◆ INFORMATION GIVEN:

(begin)

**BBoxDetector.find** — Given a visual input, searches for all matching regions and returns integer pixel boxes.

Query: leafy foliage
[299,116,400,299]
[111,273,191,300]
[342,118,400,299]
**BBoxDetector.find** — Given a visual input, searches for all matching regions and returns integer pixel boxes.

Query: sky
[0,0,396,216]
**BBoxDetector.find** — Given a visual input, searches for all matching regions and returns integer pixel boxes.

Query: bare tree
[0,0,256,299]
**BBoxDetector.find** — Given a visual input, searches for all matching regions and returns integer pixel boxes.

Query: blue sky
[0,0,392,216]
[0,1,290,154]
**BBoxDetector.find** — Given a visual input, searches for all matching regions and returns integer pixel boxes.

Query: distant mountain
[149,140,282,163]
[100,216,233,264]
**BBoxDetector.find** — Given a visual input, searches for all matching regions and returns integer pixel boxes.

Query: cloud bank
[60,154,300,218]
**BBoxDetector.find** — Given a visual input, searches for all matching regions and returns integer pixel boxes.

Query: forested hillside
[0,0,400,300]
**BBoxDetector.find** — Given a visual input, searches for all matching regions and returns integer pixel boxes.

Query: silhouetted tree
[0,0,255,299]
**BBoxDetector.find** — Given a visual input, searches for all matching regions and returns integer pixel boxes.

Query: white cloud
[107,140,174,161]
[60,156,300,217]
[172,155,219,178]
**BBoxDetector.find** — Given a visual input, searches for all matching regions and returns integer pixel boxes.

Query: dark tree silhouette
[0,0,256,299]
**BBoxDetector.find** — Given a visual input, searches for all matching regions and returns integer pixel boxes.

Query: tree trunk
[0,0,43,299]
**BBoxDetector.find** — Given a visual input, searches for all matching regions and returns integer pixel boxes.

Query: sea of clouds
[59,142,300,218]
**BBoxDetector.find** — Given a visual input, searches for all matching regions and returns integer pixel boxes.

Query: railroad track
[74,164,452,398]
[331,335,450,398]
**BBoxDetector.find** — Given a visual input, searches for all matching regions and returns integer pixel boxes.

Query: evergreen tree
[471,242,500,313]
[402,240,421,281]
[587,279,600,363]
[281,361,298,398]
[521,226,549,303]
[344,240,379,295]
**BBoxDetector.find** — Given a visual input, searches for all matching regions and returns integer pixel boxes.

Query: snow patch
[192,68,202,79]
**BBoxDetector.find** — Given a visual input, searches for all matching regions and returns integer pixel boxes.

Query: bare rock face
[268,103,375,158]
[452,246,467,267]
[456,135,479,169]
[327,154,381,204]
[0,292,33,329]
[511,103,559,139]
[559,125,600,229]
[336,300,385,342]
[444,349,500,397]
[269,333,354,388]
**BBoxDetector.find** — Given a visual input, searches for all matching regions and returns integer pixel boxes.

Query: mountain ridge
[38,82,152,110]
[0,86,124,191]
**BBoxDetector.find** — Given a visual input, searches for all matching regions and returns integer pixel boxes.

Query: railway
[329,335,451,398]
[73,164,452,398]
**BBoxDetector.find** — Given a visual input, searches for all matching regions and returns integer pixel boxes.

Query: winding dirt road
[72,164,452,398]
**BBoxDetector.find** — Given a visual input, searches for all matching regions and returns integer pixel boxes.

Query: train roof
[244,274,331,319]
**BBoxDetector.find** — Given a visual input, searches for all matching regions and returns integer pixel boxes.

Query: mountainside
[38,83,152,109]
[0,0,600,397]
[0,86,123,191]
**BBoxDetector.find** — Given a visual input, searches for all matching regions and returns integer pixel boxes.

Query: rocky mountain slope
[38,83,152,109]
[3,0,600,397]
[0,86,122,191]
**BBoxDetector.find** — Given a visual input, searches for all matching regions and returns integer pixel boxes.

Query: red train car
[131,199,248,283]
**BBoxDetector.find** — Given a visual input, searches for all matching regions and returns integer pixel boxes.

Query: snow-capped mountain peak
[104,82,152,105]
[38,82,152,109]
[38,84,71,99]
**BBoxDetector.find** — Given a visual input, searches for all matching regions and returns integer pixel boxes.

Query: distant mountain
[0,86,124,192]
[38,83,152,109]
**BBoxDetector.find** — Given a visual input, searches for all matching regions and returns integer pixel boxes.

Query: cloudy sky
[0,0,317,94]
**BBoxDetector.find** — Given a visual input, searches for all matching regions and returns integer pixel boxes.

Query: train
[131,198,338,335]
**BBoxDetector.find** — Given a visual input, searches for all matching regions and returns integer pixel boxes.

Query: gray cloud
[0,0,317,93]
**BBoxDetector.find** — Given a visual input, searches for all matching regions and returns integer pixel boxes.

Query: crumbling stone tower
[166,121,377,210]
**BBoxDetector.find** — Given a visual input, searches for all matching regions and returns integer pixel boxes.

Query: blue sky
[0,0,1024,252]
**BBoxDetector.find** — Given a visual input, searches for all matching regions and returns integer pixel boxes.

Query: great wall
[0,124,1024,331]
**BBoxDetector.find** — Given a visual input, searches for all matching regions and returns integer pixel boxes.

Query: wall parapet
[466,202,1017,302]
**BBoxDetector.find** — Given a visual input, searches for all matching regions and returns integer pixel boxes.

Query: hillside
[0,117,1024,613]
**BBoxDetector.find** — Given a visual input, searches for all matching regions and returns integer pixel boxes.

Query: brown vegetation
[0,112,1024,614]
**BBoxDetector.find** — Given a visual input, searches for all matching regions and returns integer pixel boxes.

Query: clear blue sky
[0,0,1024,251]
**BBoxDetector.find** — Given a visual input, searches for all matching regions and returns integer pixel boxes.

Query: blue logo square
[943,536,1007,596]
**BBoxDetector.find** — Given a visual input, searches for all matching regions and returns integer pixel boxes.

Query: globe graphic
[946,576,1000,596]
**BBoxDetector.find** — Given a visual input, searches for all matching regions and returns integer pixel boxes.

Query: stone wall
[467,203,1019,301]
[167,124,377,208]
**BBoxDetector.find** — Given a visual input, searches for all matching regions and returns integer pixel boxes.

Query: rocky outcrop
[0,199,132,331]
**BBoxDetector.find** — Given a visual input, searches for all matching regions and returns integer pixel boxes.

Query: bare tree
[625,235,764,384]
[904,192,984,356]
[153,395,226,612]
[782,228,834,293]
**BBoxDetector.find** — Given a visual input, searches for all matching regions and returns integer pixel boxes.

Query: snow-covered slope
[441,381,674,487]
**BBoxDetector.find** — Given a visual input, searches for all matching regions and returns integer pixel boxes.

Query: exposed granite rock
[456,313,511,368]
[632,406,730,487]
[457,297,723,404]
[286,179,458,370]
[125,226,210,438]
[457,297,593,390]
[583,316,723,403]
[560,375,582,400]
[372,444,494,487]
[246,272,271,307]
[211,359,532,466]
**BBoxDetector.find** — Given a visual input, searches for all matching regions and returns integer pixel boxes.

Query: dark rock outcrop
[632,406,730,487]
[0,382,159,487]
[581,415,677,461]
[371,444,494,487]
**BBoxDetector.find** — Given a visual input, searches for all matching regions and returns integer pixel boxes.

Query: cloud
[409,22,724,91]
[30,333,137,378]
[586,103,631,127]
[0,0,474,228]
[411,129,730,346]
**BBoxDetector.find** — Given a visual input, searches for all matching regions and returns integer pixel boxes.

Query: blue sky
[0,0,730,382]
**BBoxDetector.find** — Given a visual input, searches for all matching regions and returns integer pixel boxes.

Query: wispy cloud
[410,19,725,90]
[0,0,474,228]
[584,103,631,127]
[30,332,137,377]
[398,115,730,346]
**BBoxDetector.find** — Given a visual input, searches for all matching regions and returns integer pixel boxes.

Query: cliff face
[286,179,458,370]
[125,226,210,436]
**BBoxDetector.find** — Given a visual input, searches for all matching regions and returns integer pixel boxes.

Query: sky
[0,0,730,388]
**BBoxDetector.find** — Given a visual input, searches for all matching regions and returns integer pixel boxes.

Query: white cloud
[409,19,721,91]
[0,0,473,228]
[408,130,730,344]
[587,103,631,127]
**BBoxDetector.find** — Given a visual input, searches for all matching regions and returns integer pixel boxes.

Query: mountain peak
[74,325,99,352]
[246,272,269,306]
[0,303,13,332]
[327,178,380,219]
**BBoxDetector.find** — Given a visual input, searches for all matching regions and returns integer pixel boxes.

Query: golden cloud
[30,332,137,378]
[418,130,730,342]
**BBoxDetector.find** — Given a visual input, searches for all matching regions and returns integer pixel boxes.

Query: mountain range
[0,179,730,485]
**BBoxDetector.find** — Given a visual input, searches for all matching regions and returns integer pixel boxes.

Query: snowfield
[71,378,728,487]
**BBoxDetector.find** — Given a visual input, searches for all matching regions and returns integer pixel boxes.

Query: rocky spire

(end)

◆ WRITTEN EXERCISE:
Show each line of the listing above that contains the string "peak", copied in full.

◆ FINISHED TASK:
Query: snow-capped mountain peak
Query: mountain peak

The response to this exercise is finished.